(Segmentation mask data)
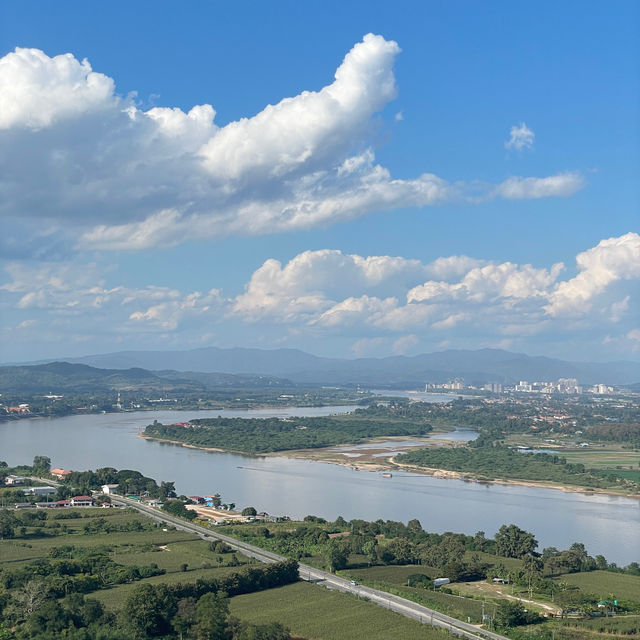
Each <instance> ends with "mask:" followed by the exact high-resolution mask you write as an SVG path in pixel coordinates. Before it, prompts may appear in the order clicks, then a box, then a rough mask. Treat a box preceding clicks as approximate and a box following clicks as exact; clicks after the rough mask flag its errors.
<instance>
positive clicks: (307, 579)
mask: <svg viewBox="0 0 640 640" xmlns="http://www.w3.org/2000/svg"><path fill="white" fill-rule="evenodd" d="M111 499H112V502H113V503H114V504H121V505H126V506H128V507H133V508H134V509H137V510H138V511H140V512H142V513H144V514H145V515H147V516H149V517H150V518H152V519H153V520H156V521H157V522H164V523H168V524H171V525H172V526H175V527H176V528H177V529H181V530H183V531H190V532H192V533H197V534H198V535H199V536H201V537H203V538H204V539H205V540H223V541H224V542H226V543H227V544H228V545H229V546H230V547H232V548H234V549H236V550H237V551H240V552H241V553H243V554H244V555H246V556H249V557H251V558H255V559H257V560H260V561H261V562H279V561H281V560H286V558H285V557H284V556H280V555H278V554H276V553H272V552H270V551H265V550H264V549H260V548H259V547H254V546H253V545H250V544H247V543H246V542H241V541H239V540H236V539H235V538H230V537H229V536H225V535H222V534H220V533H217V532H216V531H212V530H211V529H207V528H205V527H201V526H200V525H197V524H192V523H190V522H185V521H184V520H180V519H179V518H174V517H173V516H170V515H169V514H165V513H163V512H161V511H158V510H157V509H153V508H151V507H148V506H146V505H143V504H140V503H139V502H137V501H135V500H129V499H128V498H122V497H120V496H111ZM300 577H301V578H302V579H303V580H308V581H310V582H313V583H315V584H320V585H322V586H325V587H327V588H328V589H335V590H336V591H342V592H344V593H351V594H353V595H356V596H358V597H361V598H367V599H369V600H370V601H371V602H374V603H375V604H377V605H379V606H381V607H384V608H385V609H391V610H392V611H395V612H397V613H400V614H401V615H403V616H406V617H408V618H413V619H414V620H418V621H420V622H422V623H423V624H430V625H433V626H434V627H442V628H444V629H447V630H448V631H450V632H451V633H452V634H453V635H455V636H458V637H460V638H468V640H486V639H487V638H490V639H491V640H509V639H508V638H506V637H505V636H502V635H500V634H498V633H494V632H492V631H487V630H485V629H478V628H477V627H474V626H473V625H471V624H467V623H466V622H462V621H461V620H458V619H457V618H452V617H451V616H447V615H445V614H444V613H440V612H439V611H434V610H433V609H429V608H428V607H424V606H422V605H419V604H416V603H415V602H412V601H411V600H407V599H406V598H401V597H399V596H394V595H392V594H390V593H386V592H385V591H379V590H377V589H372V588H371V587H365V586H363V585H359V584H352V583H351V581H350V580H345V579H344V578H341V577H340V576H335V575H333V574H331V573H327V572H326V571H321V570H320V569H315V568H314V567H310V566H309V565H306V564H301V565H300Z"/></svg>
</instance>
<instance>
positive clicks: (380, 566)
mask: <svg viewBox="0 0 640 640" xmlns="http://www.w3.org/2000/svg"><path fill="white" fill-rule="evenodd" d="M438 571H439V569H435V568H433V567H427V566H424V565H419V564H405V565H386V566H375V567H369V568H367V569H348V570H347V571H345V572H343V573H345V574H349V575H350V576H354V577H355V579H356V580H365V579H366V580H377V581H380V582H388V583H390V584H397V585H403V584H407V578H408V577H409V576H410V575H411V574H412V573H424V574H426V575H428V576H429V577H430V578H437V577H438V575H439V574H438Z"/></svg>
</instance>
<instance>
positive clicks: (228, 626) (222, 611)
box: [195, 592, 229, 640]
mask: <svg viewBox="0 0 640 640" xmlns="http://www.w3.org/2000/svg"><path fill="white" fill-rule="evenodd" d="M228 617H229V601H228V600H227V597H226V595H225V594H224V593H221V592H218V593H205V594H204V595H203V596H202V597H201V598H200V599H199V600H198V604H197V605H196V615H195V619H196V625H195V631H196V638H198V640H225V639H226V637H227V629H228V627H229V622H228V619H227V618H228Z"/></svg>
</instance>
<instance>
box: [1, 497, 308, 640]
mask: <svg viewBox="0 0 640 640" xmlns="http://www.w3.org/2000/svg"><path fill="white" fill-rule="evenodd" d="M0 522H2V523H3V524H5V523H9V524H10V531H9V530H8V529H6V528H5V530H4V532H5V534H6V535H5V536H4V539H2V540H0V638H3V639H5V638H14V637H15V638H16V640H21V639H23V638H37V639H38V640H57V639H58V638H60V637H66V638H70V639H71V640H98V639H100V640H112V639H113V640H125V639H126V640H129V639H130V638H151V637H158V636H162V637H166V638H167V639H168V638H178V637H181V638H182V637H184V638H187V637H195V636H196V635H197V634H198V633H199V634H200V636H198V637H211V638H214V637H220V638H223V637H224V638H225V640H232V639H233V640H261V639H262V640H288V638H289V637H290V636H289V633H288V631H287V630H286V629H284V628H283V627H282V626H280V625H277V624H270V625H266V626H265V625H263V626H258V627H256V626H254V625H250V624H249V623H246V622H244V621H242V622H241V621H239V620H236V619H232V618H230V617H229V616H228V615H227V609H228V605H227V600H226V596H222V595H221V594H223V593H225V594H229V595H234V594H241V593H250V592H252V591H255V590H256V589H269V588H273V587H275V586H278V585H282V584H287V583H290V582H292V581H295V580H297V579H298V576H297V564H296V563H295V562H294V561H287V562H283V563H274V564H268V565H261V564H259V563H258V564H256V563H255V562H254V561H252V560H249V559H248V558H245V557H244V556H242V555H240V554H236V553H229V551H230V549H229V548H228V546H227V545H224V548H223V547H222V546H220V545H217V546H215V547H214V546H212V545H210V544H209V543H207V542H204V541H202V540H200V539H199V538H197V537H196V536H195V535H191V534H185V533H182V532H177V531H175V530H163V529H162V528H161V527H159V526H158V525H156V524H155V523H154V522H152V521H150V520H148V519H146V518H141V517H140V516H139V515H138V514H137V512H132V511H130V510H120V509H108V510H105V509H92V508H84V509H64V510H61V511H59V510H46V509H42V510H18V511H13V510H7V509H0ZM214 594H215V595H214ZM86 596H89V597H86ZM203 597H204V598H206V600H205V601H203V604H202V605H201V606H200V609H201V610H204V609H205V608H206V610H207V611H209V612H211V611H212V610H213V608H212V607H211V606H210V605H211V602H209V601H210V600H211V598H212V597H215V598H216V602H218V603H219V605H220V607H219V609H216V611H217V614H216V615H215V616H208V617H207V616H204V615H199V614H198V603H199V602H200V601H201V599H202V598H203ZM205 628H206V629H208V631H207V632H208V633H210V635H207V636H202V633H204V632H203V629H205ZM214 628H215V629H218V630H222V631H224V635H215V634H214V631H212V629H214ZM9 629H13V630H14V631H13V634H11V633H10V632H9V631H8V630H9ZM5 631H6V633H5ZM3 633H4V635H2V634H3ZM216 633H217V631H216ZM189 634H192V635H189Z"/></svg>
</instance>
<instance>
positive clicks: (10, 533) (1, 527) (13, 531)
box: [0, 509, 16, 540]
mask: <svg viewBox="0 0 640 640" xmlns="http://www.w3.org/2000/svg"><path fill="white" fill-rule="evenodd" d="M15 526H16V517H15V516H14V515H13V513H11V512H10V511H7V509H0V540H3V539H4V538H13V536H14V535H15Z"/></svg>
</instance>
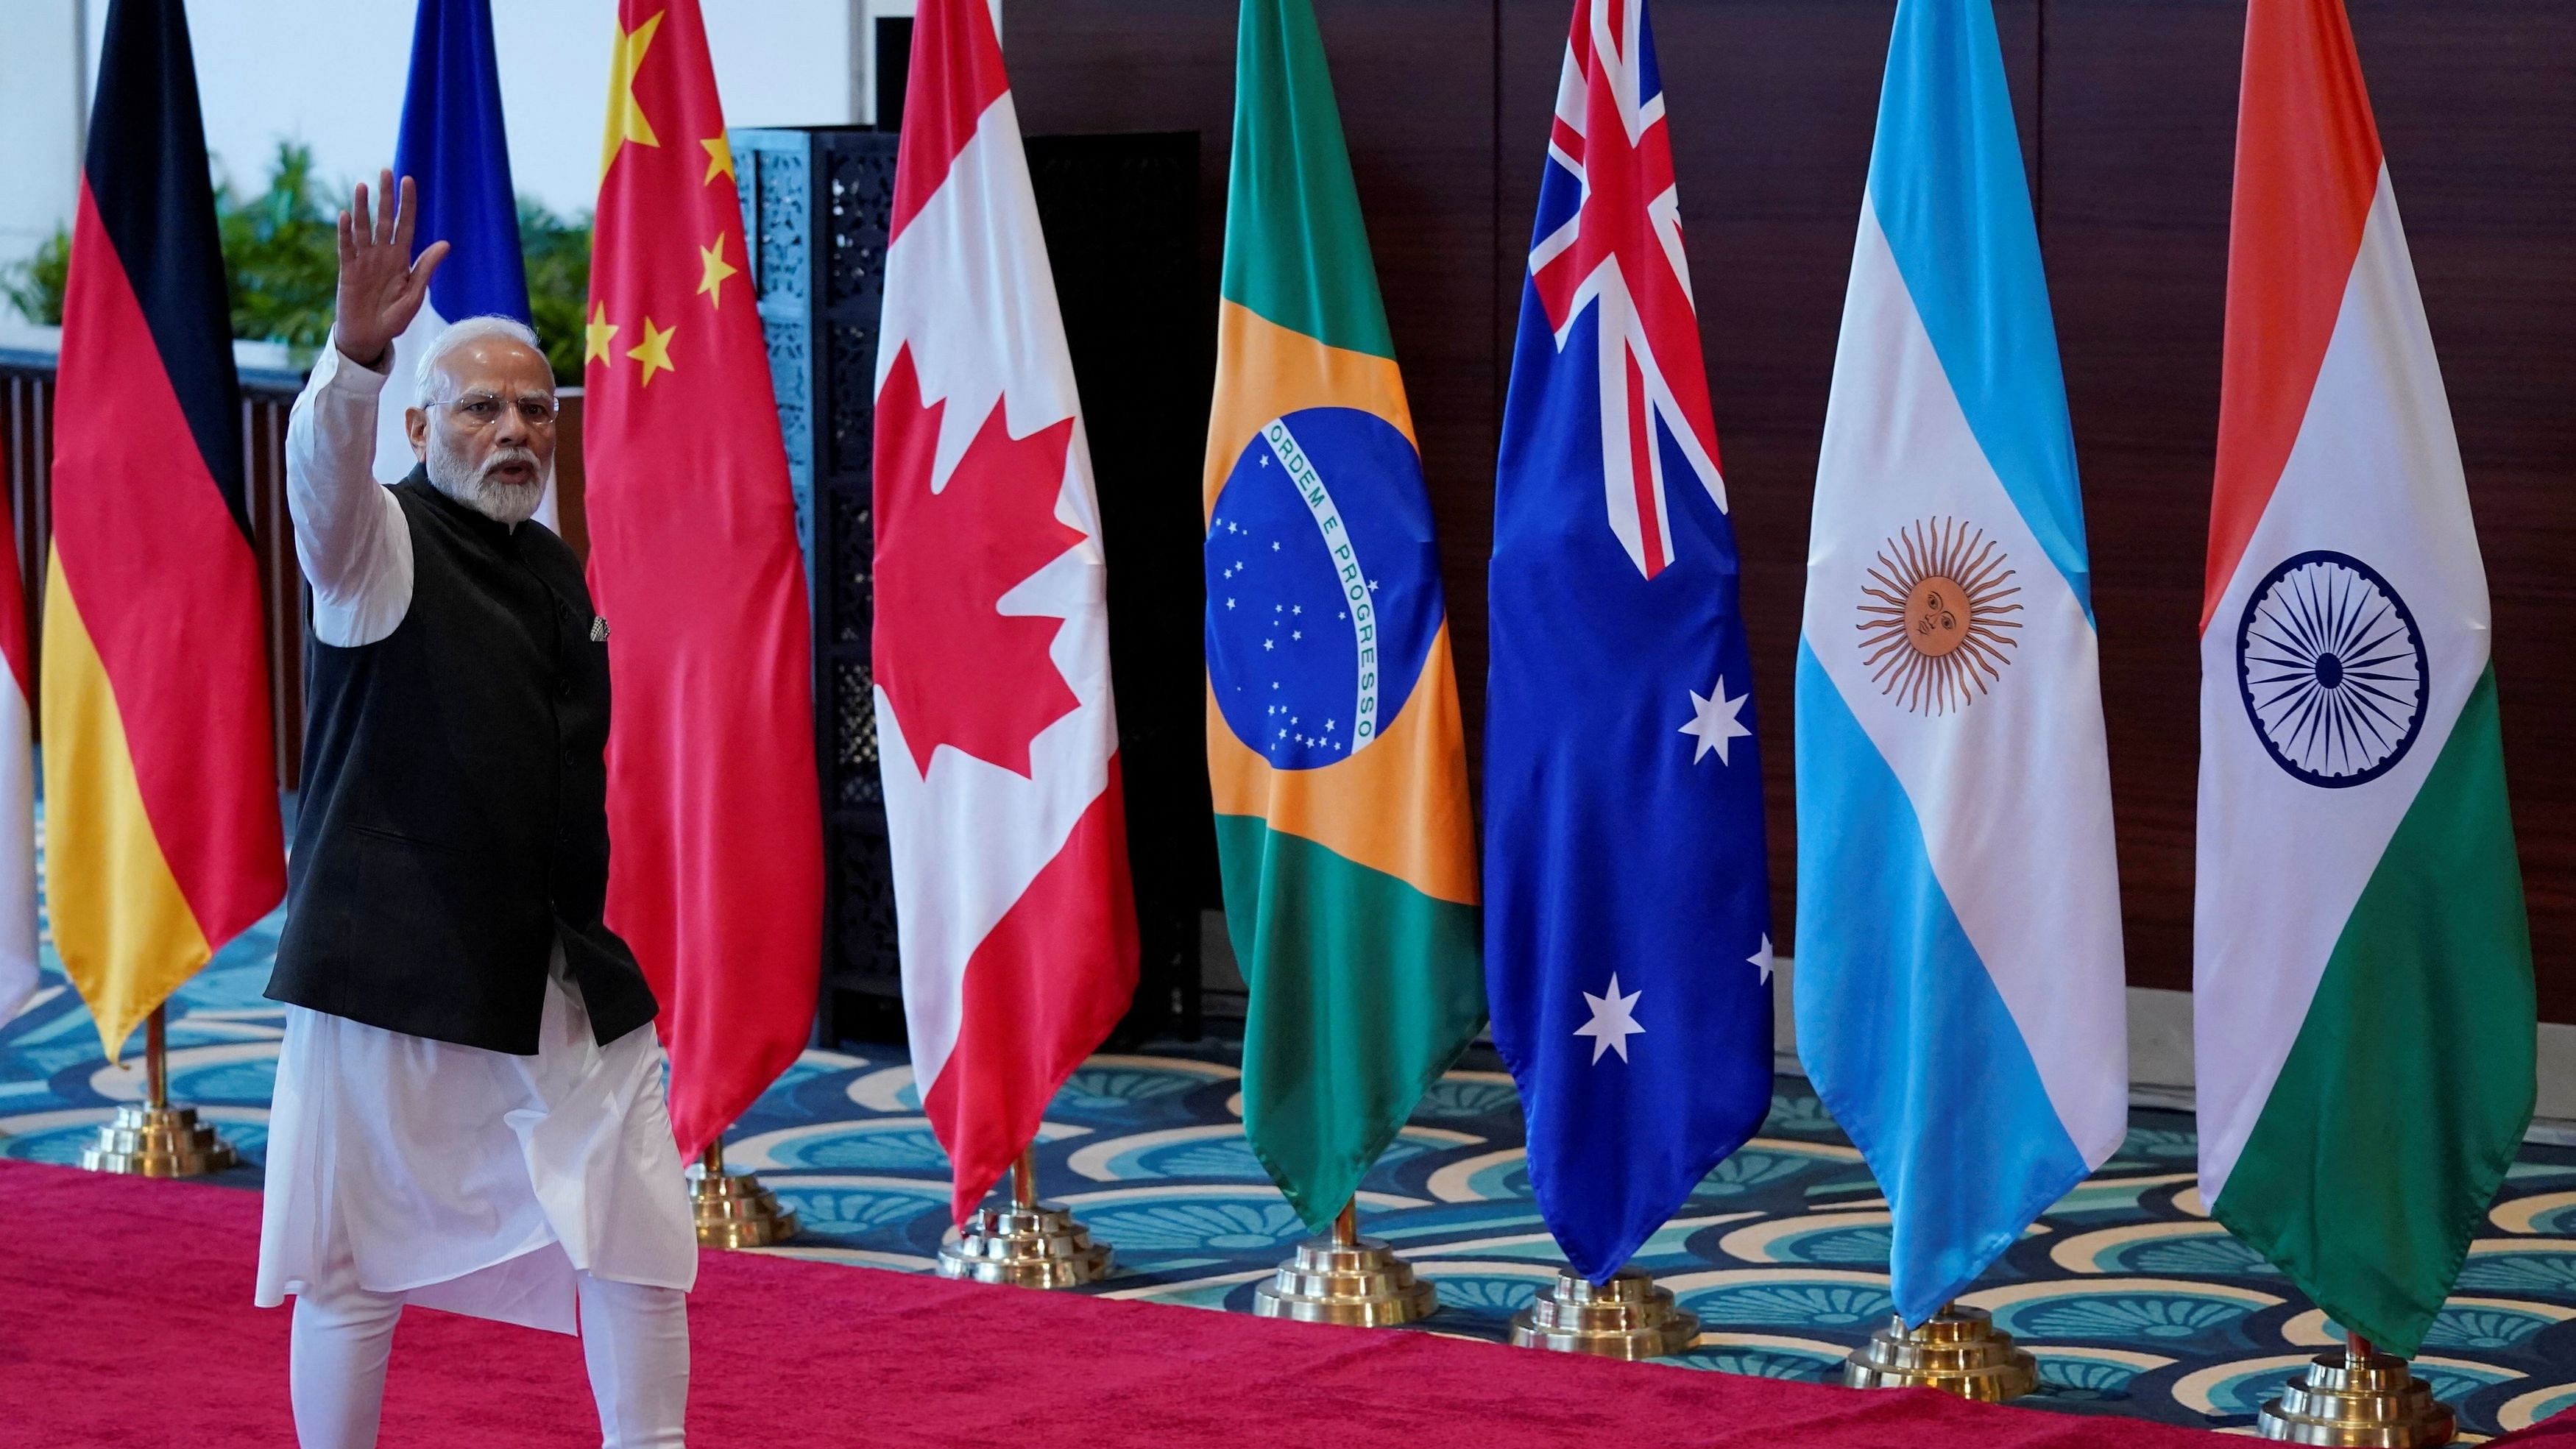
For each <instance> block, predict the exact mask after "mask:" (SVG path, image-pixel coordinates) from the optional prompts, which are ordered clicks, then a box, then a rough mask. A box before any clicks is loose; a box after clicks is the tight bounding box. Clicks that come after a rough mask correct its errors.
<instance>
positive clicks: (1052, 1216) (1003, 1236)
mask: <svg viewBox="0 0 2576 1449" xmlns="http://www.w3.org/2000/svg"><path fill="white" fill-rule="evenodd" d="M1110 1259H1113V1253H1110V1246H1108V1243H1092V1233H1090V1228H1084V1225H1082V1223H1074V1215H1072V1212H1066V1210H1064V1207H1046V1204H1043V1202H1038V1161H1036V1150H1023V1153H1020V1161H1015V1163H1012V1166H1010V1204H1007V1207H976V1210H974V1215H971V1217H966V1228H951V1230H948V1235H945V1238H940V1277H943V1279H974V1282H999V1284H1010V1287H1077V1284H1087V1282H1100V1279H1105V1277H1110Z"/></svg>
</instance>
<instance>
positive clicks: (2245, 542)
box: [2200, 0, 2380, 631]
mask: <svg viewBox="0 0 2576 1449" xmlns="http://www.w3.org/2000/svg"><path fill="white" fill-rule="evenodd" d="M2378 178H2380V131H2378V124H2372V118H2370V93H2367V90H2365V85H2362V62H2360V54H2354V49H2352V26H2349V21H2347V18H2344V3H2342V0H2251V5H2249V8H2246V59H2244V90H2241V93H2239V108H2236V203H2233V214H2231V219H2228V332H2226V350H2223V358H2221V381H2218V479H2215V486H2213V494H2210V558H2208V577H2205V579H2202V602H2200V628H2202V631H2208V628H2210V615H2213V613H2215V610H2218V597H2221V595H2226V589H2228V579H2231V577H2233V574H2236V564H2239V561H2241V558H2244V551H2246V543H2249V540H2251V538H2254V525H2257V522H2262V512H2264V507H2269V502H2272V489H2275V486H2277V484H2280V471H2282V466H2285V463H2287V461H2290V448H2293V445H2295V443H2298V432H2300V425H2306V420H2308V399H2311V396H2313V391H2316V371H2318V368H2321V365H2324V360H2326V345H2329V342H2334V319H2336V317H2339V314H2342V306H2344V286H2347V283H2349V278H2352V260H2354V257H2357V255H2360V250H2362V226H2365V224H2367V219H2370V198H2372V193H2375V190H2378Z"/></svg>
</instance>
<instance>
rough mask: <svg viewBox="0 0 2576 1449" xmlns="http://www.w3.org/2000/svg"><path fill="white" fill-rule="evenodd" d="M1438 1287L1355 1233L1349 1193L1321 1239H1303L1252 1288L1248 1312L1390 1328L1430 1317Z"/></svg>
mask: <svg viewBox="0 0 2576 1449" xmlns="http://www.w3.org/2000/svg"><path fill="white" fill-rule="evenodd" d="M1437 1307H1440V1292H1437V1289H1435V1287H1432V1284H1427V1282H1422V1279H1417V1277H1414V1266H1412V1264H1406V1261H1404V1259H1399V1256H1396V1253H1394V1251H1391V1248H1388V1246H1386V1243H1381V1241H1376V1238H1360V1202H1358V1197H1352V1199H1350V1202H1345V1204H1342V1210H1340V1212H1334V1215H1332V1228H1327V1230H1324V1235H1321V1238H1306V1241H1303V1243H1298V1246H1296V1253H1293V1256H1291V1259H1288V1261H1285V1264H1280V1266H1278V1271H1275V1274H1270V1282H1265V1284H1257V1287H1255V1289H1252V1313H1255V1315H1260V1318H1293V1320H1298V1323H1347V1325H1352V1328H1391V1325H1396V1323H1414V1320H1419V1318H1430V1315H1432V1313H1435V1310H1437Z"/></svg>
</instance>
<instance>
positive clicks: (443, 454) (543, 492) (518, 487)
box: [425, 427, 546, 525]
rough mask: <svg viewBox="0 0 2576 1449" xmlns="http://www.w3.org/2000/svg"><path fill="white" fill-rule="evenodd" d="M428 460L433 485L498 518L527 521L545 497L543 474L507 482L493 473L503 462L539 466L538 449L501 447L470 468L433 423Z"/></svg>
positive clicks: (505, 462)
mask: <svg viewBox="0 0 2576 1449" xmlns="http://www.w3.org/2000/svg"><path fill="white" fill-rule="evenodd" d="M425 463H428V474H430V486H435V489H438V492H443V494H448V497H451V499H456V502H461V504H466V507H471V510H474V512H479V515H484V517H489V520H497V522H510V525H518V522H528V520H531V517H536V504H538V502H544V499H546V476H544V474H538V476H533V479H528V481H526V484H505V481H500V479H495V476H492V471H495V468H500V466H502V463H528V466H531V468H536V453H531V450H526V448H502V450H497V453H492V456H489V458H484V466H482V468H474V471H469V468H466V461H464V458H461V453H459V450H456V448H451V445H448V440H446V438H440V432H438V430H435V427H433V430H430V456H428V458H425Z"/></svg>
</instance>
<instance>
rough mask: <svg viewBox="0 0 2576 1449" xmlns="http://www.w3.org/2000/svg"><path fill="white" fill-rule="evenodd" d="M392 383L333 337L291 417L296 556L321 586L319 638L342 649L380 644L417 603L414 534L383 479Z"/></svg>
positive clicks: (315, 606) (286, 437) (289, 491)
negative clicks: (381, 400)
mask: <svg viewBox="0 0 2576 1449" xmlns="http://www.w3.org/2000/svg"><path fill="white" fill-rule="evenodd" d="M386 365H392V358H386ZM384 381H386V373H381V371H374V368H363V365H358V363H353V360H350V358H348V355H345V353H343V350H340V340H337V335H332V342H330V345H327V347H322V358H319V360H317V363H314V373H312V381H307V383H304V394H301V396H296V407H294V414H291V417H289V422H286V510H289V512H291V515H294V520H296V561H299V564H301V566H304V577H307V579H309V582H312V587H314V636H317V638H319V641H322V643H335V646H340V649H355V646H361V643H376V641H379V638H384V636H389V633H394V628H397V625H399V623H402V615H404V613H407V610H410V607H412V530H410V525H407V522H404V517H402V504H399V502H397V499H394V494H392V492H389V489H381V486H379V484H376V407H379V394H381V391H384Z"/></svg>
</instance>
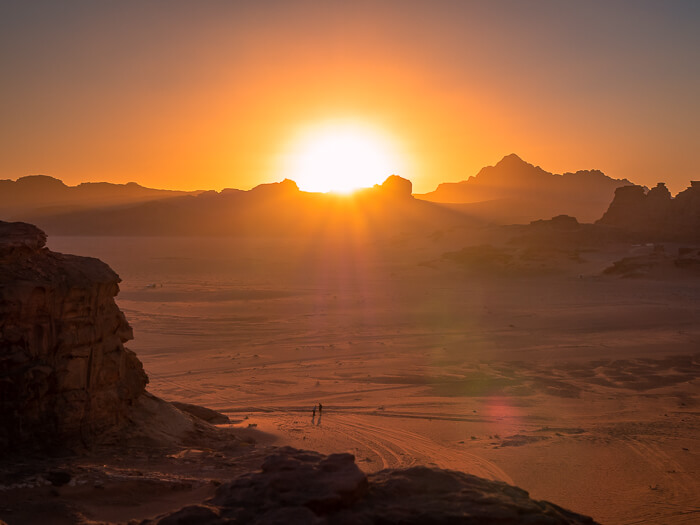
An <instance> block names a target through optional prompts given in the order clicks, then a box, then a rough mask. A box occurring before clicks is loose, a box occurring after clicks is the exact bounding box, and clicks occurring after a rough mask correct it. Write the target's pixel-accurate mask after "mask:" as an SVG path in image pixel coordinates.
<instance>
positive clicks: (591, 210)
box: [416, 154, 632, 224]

» **Activity**:
Return every line from the entries above that includes the word "optional".

» **Answer space**:
For each <instance> block, predict the exact mask after "mask:" (SVG path, image-pixel coordinates) from the optional prompts, which are ordered clicks, then a box, then a rough mask. A box before any clicks is loose; a box after clicks is the tight bounding box. Clicks that come after a rough mask correct its errors.
An <instance> block names a target through optional prompts given in the order clicks, then a box, then a rough mask. A box occurring before clicks is loose, a box occurring after clicks is the exact bounding box, and clicks occurring after a rough mask correct it. Write the target's pixel-accurate mask after "mask:" as an SVG path in image pixel coordinates.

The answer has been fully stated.